▸ Directions for this task:
Where the line containing "Field-scouting request: tag every instance of the farmhouse" appears, begin retyping; continue exactly through the final line of the data. Omit every picture.

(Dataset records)
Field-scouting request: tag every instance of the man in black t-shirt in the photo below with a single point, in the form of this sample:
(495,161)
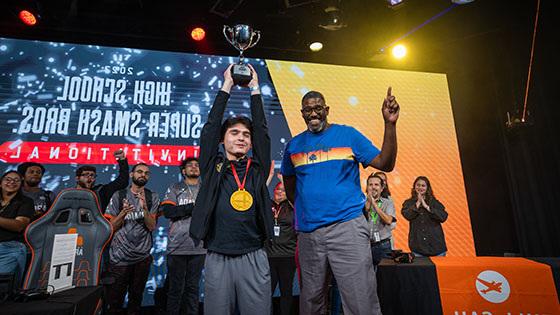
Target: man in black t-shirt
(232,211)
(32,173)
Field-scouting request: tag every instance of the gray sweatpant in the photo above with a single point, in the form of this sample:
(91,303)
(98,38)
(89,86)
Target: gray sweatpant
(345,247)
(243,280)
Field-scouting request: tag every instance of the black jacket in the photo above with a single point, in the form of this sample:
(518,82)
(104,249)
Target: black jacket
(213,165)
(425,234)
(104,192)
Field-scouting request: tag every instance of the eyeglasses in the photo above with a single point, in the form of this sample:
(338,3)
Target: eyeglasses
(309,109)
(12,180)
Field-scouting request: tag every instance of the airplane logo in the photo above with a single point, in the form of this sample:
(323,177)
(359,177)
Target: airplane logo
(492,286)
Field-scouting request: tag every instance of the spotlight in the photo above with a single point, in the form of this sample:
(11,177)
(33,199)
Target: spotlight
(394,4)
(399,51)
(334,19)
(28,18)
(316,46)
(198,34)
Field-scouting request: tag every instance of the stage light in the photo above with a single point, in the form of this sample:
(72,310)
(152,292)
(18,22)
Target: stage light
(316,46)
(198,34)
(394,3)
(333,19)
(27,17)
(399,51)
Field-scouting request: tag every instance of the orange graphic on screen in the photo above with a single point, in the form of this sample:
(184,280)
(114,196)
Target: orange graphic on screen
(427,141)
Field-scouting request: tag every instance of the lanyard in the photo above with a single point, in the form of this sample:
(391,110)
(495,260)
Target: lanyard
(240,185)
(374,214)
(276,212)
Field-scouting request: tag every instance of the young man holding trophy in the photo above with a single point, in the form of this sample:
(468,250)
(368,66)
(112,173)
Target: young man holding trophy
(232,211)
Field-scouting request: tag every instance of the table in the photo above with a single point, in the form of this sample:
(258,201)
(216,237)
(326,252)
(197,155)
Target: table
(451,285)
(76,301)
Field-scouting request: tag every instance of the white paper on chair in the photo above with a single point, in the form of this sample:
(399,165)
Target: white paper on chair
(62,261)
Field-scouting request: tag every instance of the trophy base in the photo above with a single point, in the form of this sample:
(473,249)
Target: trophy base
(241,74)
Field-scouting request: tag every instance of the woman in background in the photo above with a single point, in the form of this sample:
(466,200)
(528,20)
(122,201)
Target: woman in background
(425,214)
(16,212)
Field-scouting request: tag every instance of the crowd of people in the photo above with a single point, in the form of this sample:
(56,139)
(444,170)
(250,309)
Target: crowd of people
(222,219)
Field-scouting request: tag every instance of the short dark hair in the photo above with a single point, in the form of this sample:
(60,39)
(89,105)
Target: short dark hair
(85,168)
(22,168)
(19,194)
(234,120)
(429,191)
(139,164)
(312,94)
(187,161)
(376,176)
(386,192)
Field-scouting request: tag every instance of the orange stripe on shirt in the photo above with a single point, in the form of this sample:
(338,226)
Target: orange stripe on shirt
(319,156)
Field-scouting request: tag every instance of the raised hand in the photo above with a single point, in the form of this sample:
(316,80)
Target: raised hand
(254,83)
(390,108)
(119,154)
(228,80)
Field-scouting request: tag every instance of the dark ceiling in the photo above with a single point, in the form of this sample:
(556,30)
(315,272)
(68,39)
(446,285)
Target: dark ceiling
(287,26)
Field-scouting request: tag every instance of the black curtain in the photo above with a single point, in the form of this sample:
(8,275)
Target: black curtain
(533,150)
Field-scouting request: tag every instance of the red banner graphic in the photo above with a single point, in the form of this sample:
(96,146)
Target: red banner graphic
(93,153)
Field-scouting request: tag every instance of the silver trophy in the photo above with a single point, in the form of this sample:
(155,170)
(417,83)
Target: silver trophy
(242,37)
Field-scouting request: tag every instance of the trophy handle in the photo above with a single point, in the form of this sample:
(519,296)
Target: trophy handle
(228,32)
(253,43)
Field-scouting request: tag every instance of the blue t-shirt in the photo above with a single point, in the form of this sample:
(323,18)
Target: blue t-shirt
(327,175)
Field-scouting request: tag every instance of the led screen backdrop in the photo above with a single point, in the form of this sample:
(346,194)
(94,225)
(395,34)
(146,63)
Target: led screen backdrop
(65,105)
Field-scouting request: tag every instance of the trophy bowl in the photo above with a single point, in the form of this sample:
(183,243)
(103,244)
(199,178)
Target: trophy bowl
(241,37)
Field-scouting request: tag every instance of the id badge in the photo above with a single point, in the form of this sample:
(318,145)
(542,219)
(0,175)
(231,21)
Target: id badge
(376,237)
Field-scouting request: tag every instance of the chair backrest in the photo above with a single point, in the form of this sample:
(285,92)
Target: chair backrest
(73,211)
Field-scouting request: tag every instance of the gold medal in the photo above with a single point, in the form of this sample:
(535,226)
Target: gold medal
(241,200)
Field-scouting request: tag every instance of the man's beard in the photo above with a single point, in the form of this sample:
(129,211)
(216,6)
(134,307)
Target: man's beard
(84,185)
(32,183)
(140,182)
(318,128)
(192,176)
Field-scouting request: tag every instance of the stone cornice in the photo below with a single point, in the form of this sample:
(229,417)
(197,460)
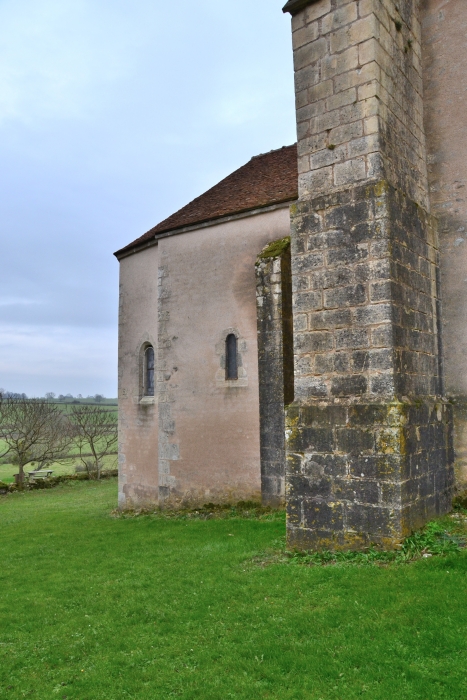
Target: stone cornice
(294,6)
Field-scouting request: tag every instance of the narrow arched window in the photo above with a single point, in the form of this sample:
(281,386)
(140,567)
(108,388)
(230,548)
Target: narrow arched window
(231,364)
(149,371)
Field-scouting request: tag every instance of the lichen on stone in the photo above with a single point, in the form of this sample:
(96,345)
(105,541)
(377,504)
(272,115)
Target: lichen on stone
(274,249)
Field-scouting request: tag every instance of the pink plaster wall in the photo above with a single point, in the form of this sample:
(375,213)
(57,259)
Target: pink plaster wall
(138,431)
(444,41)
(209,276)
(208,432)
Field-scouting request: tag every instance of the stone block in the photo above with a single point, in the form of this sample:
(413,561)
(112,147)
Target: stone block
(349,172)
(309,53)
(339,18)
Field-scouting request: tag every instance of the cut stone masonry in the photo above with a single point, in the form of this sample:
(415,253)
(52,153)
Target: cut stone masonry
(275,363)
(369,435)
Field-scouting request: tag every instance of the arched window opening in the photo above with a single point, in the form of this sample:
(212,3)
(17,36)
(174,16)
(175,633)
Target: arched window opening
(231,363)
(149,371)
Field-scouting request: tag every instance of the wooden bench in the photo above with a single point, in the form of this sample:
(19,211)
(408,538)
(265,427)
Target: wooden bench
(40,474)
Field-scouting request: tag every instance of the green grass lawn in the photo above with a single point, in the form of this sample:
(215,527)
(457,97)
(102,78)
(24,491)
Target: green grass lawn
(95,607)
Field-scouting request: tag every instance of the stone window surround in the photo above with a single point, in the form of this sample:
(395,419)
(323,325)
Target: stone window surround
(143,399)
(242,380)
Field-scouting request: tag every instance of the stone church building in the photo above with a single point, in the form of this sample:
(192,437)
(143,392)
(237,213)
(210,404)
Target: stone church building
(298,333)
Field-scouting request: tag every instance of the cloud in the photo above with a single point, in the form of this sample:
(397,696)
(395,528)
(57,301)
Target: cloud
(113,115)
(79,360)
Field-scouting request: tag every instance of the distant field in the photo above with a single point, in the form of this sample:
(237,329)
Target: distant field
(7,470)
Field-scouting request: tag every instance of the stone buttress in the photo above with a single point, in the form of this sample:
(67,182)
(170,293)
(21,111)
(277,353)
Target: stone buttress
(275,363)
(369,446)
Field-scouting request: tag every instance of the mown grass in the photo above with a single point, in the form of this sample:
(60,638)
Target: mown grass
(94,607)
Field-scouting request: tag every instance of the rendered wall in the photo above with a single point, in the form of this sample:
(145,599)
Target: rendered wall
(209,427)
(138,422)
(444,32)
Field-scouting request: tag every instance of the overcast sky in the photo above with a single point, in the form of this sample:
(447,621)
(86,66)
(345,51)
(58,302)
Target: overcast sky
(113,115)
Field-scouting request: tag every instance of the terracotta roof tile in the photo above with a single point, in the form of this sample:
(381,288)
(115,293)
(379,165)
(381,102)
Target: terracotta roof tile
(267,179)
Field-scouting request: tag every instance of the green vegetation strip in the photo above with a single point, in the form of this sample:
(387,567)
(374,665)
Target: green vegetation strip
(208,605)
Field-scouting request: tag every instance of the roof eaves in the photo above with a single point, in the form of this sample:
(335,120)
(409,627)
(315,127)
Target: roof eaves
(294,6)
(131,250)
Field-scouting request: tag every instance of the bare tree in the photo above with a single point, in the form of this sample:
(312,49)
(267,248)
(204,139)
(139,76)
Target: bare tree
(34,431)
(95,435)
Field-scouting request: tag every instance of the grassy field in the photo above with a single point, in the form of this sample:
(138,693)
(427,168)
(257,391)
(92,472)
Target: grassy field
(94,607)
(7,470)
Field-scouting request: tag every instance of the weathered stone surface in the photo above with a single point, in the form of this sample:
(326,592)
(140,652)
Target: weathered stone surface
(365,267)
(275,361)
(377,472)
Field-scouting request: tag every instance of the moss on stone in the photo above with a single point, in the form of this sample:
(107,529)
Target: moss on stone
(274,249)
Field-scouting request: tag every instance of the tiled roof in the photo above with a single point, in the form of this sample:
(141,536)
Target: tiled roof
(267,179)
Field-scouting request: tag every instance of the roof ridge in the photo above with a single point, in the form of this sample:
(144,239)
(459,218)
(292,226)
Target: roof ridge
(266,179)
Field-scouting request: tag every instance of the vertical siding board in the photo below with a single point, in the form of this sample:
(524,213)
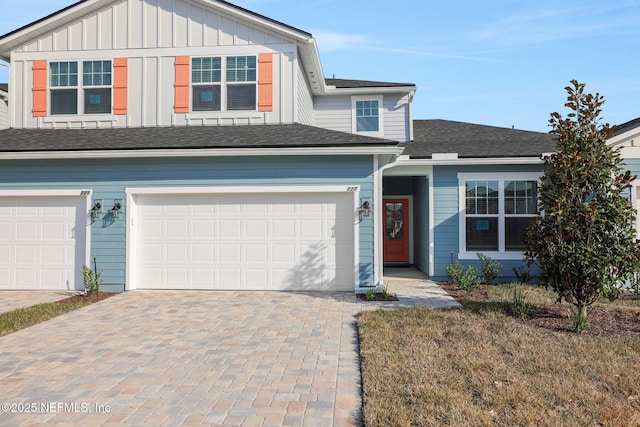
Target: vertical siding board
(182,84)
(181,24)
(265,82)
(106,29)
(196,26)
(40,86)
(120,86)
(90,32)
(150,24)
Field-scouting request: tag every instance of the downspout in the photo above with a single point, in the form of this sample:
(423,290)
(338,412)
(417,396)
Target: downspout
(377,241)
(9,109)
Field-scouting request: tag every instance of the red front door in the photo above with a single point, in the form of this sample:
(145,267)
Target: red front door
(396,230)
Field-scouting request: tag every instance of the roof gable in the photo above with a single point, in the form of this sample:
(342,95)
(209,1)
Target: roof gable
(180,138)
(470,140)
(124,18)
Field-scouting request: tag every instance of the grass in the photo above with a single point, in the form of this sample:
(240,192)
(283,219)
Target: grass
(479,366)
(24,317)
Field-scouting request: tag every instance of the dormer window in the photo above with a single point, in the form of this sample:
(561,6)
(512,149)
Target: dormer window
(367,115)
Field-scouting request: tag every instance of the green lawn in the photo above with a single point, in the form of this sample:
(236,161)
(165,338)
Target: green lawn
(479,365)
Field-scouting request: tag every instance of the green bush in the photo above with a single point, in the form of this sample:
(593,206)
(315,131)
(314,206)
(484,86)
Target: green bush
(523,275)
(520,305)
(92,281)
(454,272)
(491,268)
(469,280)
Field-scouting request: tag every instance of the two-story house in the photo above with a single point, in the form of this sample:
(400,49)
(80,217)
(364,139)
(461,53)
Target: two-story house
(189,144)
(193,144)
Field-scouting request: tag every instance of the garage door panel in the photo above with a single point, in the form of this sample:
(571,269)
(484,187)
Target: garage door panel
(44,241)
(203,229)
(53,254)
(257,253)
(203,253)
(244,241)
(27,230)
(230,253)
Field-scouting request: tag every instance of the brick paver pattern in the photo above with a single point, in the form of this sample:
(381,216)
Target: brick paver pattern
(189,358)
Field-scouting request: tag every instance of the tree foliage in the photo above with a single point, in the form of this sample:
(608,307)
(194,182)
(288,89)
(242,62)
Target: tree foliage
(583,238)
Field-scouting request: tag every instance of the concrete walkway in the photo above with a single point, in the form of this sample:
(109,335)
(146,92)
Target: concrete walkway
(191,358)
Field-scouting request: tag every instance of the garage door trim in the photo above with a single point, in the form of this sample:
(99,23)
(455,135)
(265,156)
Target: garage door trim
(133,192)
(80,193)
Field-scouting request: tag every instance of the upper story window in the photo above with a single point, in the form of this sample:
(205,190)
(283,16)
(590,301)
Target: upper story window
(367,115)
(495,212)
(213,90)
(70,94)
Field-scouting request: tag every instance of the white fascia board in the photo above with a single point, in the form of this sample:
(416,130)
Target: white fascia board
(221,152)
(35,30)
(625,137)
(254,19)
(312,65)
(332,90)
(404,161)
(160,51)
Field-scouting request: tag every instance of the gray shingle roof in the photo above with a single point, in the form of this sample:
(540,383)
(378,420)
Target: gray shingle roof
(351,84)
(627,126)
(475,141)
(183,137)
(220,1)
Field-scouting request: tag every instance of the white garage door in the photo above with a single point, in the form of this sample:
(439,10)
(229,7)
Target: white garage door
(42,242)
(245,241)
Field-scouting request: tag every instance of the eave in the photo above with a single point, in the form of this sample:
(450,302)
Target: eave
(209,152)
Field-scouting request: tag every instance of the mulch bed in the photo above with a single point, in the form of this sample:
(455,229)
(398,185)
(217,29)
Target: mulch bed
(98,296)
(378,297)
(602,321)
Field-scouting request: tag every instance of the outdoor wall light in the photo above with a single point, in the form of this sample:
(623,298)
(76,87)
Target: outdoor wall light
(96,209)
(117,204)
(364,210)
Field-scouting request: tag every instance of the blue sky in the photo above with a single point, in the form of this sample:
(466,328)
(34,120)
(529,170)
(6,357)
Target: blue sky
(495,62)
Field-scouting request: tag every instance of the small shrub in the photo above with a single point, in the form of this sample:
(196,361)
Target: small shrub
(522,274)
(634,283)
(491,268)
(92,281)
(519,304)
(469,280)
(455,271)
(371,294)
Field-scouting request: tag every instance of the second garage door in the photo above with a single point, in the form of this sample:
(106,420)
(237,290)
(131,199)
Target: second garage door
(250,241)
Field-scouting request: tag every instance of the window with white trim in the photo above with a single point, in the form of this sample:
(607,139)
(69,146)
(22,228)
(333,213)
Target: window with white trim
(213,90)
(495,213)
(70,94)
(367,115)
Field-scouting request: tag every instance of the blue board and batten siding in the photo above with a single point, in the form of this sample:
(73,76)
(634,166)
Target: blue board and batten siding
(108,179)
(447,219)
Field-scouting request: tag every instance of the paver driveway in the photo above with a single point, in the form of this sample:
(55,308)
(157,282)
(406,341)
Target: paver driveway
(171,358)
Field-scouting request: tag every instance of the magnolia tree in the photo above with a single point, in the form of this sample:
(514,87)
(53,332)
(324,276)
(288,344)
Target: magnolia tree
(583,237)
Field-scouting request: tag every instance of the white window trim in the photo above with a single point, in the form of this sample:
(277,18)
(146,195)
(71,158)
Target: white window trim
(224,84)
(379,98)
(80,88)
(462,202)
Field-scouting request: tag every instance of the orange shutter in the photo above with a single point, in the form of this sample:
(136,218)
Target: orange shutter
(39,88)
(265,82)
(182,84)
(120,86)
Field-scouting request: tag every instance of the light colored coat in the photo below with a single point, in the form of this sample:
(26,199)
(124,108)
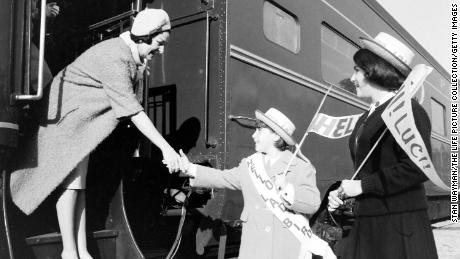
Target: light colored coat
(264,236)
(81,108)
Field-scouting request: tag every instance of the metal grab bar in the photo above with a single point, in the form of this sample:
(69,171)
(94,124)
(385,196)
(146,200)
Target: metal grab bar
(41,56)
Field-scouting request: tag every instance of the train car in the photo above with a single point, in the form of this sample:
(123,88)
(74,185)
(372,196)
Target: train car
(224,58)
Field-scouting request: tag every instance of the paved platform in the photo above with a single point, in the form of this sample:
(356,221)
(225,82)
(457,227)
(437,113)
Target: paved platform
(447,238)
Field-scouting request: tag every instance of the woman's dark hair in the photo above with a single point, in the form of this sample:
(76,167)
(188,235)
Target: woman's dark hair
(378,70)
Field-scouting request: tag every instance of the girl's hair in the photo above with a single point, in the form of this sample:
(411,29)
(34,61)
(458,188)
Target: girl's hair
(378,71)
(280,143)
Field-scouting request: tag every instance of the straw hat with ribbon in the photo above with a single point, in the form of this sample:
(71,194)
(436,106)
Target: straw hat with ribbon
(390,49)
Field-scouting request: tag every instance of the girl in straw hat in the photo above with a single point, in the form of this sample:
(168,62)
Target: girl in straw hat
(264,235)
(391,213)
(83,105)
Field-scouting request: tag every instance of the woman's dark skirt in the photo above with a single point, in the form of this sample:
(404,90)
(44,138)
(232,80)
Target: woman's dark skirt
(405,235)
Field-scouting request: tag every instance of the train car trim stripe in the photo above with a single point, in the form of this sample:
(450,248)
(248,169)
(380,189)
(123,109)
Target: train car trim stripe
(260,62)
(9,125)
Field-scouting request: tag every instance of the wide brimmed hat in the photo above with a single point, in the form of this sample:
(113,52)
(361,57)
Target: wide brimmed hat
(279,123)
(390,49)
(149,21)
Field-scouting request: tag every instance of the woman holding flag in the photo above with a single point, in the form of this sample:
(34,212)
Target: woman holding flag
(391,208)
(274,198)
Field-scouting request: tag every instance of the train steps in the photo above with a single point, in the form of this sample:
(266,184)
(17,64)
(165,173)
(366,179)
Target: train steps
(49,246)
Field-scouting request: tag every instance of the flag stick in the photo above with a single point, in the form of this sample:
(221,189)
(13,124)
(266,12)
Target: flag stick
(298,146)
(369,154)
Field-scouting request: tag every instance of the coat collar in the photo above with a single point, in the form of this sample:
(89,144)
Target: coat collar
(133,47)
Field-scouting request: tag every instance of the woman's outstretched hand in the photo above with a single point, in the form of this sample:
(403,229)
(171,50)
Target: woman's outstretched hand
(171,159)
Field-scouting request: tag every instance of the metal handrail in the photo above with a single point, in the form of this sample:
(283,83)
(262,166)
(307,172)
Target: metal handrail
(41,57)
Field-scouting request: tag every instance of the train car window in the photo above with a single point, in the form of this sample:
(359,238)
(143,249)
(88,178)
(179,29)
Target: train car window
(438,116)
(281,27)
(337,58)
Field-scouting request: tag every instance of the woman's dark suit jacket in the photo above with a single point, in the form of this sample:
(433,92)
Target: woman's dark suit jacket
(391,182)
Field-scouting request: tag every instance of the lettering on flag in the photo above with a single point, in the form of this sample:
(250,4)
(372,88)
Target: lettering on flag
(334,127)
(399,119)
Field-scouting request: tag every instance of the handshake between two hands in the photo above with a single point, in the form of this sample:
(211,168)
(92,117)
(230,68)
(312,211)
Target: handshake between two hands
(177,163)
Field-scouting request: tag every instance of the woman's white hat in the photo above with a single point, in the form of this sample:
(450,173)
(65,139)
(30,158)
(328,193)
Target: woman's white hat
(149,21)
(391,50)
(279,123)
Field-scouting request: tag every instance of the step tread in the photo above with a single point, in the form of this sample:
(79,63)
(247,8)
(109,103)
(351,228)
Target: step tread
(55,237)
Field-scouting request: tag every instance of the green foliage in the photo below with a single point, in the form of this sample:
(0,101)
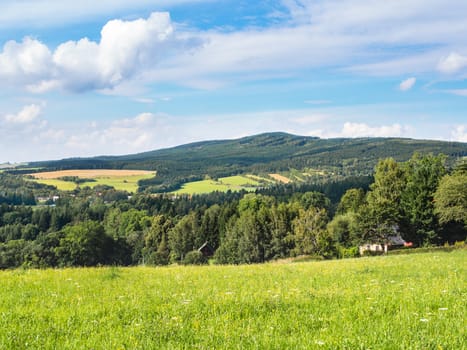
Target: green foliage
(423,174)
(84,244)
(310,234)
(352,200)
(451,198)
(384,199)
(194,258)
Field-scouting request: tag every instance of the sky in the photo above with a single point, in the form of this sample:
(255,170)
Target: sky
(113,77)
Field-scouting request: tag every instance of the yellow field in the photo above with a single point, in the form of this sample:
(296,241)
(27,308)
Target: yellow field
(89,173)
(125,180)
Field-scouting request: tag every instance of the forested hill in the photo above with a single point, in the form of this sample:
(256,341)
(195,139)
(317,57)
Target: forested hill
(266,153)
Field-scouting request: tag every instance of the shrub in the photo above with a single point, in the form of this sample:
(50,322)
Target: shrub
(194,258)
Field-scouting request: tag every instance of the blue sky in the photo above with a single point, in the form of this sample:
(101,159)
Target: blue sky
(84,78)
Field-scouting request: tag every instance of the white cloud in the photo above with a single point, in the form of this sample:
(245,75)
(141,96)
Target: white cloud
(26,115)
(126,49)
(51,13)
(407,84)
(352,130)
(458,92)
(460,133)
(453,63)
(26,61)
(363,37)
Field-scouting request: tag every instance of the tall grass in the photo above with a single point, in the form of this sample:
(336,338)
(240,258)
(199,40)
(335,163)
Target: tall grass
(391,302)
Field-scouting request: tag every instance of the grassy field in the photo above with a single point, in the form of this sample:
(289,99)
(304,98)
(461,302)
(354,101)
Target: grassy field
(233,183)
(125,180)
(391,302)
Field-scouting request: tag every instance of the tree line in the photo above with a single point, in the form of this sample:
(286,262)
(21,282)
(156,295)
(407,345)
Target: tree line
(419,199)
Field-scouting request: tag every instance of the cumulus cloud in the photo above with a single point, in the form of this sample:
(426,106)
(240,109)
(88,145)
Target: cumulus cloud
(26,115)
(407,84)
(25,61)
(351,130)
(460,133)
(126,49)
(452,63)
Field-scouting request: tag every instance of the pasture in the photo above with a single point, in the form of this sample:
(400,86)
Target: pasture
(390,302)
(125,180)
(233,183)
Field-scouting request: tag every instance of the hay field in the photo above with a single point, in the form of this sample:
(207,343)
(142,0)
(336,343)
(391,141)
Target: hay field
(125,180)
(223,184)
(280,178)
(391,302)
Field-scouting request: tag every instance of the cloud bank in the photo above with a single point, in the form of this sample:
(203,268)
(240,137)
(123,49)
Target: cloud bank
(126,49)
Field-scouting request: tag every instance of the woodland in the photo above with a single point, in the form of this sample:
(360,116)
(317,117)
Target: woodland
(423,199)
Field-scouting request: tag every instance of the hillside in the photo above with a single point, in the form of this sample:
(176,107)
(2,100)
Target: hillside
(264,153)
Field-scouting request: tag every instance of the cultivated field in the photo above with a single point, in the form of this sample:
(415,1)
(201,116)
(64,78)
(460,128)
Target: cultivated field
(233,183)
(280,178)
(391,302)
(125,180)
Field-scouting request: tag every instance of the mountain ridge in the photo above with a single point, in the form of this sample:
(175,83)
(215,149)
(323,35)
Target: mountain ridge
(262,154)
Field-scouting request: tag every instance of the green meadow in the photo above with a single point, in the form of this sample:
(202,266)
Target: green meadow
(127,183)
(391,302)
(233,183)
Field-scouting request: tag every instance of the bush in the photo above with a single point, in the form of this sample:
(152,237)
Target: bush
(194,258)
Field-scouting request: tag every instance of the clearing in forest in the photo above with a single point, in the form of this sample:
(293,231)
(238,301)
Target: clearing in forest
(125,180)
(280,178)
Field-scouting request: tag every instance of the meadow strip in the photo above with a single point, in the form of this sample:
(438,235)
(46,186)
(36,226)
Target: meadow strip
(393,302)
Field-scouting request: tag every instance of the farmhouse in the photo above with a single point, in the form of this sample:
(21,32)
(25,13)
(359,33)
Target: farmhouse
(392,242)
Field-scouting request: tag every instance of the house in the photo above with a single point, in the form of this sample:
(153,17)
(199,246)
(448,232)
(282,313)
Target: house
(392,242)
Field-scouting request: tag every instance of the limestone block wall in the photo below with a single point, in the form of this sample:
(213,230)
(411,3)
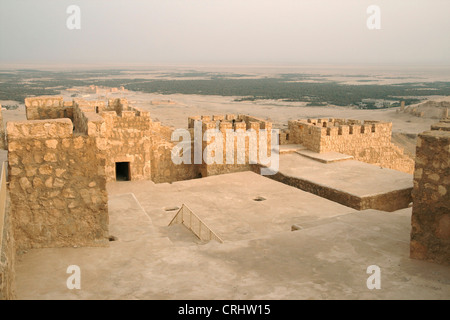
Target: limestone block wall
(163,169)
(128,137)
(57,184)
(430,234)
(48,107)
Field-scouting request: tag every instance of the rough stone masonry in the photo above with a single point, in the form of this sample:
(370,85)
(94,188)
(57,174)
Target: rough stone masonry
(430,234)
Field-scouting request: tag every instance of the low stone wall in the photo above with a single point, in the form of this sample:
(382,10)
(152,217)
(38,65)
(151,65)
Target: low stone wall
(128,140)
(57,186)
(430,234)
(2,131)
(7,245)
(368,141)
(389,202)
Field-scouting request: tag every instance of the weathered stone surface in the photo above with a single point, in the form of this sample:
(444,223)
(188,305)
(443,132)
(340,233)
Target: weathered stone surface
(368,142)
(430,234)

▸ Result of the task:
Field-scouting request: tag every instance of the farmhouse in the photo above with a single point, in the form of this sample:
(21,32)
(25,13)
(359,33)
Target: farmhouse
(392,242)
Field-scouting request: tag every instance of the house in the photo above with a single point, in the form of this sample:
(153,17)
(199,246)
(448,232)
(282,313)
Target: house
(392,242)
Field-scouting request: tag every instance of the limestone block wall in the photo below with a single point, in the form of this sample:
(213,230)
(411,3)
Target: limestone block wall
(163,169)
(128,137)
(57,184)
(430,234)
(48,107)
Field-scouting request: tag every instance of the rough stone masonry in the photo above with a single point, in the form of this sample:
(370,85)
(94,188)
(57,174)
Target: rough stone masonry
(430,234)
Field-scouting request: tag every instance of the low stone wall in the photo above with a single point, in the form of this sample:
(382,10)
(152,217)
(38,65)
(151,65)
Target: low stone wall
(128,140)
(57,186)
(430,234)
(2,131)
(7,245)
(368,141)
(389,202)
Field-scouting request: tag every instance of the weathered stone surface in the photo above with a single point, in the form of this sample:
(444,223)
(188,305)
(443,132)
(340,233)
Target: weathered stone surface
(368,142)
(430,234)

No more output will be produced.